**Given passage:**
* * * * * * * * *
Section 1.       Powers of the Board.  The business and affairs of the Corporation shall be managed by or under the direction of the Board of Directors.  In addition to the powers and authority expressly conferred upon them by applicable law or by this Amended and Restated Certificate of Incorporation or the Bylaws of the Corporation, the directors are hereby empowered to exercise all such powers and do all such acts and things as may be exercised or done by the Corporation.

 

Section 2.       Number of Directors.  Except as may be provided in a resolution or resolutions of the Board of Directors providing for any series of Preferred Stock with respect to any directors elected (or to be elected) by the holders of such series, (a) the total number of directors constituting the entire Board of Directors shall consist of not less than five nor more than fifteen members, with the precise number of directors to be determined from time to time exclusively by a vote of a majority of the entire Board of Directors, and (b) if the number of directors is changed, any increase or decrease shall be apportioned among the classes of directors in the manner as the Board of Directors shall determine so as to maintain the number of directors in each class as nearly equal in number as possible, but in no case will a decrease in the number of directors shorten the term of any incumbent director.
* * * * * * * * *
**Rows from a pointing dataset:**

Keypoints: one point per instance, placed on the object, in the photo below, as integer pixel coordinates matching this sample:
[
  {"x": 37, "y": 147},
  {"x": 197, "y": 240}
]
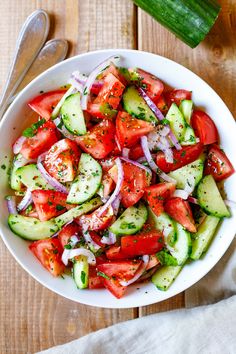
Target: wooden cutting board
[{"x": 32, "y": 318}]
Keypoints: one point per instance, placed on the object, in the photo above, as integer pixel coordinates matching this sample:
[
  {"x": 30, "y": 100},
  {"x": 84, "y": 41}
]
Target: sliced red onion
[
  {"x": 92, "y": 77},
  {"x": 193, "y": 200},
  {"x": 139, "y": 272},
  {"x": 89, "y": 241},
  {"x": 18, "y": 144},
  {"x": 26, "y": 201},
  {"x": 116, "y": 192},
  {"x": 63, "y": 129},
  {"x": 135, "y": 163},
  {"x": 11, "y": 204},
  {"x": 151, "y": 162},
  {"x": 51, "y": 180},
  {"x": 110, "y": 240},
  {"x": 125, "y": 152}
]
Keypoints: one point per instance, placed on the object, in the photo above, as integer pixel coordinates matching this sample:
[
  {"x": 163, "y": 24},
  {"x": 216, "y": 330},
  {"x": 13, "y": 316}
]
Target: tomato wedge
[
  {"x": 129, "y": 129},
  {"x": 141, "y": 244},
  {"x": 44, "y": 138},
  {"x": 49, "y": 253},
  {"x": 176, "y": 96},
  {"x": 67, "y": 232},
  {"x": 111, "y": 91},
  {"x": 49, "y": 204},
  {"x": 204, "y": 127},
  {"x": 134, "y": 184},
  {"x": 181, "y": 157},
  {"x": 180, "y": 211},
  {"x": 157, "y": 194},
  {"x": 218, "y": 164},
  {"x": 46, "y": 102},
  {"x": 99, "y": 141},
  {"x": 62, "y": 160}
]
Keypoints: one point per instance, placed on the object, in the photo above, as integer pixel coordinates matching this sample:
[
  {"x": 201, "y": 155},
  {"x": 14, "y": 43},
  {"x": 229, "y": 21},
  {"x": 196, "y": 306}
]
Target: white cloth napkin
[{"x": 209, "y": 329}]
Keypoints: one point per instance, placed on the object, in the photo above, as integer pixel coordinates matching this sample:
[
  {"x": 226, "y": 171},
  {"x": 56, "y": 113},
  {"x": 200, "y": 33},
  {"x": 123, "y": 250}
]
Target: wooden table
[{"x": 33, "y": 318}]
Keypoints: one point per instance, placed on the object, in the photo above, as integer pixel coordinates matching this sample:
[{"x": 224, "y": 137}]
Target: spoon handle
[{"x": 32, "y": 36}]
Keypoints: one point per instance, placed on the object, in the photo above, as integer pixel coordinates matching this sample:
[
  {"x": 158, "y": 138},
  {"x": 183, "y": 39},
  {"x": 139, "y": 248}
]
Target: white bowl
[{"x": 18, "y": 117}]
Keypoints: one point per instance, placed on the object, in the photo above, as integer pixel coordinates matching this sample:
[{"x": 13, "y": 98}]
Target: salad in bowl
* * * * * * * * *
In the passage on board powers above, Section 1 names the sources that expressly confer powers and authority on the directors. List each of them.

- Applicable law
- This Amended and Restated Certificate of Incorporation
- The Bylaws of the Corporation